Substitute "contour" for "outline" in the listing, from its first line up to and including the line with "479 51 L 478", and leave everything else unchanged. Give only those lines.

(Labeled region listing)
^^^^^^^^

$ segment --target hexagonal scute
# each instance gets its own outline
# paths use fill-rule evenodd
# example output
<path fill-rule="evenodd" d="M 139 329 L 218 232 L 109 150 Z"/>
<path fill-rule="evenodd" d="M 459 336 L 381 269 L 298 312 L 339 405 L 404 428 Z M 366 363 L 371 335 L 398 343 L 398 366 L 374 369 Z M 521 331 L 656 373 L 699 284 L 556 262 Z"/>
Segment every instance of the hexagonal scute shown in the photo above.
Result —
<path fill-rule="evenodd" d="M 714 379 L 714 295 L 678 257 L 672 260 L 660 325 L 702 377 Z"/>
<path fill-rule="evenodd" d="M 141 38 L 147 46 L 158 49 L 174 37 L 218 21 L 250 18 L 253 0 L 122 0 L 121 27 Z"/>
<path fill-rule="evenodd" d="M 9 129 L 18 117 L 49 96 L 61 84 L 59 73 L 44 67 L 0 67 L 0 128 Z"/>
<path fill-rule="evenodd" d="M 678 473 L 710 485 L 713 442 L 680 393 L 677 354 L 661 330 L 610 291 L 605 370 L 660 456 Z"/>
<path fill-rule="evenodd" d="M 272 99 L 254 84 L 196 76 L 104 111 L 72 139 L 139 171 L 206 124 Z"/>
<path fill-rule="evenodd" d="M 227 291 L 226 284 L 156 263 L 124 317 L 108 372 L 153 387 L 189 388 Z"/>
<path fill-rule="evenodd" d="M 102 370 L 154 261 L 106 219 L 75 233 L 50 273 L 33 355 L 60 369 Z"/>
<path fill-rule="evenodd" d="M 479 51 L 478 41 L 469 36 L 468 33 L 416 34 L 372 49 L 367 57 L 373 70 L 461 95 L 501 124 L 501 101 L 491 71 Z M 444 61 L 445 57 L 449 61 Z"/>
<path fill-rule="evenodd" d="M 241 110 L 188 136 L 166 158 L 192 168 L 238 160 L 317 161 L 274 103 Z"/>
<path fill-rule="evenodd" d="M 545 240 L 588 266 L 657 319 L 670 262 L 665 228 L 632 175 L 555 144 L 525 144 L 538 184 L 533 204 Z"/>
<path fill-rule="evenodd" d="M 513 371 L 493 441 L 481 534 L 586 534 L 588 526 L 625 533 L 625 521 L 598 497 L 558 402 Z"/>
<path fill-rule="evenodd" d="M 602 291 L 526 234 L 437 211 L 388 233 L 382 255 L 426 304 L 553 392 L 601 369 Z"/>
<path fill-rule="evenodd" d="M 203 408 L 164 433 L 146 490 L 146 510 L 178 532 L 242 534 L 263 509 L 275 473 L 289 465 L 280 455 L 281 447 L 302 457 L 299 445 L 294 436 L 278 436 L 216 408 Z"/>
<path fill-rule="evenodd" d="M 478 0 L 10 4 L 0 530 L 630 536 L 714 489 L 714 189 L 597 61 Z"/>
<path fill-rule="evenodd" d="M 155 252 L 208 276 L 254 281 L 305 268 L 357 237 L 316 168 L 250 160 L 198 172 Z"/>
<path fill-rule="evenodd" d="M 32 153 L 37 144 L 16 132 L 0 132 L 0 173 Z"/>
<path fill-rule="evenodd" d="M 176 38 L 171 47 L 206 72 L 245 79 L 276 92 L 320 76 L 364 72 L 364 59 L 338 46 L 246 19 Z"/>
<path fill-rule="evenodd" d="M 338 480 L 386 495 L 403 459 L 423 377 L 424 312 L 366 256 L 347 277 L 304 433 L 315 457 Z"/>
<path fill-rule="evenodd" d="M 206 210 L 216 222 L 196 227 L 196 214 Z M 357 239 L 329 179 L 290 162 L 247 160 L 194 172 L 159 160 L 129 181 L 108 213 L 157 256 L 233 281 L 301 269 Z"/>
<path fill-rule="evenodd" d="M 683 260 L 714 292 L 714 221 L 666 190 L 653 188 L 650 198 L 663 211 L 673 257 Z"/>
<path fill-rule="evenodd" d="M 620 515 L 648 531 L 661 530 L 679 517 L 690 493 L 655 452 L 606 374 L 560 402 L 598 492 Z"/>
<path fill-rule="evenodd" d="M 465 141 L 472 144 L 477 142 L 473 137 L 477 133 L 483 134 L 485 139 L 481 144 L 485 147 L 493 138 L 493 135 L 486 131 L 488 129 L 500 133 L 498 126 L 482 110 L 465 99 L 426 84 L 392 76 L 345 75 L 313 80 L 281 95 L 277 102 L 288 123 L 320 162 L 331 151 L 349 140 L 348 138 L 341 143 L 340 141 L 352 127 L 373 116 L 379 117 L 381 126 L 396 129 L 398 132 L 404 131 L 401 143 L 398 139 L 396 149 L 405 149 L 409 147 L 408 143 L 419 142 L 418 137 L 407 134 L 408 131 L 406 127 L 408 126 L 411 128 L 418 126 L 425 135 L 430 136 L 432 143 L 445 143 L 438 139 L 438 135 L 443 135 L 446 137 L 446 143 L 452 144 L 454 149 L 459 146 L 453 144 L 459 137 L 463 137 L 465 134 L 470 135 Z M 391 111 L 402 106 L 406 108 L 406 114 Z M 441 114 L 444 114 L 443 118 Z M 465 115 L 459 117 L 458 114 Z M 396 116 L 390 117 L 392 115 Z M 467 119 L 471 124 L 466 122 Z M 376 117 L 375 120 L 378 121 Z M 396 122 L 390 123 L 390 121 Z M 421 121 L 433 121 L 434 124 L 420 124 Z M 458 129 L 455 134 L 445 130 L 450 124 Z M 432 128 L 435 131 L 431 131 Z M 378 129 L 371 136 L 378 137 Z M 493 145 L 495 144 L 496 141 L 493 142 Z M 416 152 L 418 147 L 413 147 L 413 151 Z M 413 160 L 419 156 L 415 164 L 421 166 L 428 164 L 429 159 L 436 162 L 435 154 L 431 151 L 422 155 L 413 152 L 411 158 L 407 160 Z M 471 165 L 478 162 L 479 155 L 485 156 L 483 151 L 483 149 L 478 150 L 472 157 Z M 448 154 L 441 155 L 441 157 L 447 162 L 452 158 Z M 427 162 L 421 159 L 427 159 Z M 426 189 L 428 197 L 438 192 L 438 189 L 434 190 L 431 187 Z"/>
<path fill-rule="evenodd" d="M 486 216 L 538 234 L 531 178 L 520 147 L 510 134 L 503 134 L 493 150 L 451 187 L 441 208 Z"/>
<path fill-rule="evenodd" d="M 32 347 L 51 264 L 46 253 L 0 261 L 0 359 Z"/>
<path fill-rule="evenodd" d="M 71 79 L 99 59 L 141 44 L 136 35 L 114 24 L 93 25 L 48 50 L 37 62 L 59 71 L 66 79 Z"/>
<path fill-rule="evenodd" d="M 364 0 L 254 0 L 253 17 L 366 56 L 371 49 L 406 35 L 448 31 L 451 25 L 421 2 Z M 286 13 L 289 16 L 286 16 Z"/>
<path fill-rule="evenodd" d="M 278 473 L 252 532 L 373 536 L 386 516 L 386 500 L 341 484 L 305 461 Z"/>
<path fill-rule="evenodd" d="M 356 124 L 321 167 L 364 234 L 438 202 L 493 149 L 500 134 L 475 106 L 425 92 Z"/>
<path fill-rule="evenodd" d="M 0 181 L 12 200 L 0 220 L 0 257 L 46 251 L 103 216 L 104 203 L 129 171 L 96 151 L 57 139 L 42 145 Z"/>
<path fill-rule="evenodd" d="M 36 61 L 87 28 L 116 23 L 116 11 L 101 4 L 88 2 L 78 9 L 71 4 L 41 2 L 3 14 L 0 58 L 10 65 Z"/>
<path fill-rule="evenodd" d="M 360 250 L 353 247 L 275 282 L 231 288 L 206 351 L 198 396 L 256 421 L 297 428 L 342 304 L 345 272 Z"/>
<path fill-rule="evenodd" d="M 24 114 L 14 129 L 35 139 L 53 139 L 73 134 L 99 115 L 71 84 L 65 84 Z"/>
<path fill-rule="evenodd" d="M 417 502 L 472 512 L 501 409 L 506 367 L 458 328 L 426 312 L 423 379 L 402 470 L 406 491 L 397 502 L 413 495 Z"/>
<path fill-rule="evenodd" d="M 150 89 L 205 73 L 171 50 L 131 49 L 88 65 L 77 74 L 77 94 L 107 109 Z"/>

^^^^^^^^

FULL SOLUTION:
$ segment --target hexagonal scute
# each instance gets its own contour
# paths use fill-rule evenodd
# example output
<path fill-rule="evenodd" d="M 139 329 L 218 232 L 109 150 Z"/>
<path fill-rule="evenodd" d="M 459 336 L 381 269 L 298 312 L 339 405 L 404 428 Z M 366 363 L 371 335 L 398 343 L 398 366 L 374 369 Z M 521 331 L 656 373 L 699 284 L 556 262 Z"/>
Segment every instance of the hexagonal scute shown in the photo above.
Result —
<path fill-rule="evenodd" d="M 714 379 L 714 295 L 678 257 L 672 260 L 660 325 L 702 377 Z"/>
<path fill-rule="evenodd" d="M 141 38 L 147 46 L 158 49 L 174 37 L 218 21 L 250 18 L 253 0 L 122 0 L 121 27 Z"/>
<path fill-rule="evenodd" d="M 9 129 L 18 117 L 49 96 L 61 84 L 59 73 L 44 67 L 0 67 L 0 128 Z"/>
<path fill-rule="evenodd" d="M 678 473 L 710 485 L 713 442 L 680 393 L 677 354 L 661 330 L 610 291 L 605 370 L 660 456 Z"/>
<path fill-rule="evenodd" d="M 272 99 L 254 84 L 196 76 L 104 111 L 72 139 L 139 171 L 206 124 Z"/>
<path fill-rule="evenodd" d="M 227 291 L 226 284 L 156 263 L 124 317 L 108 372 L 153 387 L 189 388 Z"/>
<path fill-rule="evenodd" d="M 102 370 L 154 261 L 106 219 L 75 233 L 50 273 L 33 355 L 60 369 Z"/>
<path fill-rule="evenodd" d="M 479 51 L 478 41 L 469 36 L 468 33 L 416 34 L 372 49 L 367 57 L 373 70 L 461 95 L 501 124 L 501 101 L 491 71 Z M 444 61 L 445 57 L 449 61 Z"/>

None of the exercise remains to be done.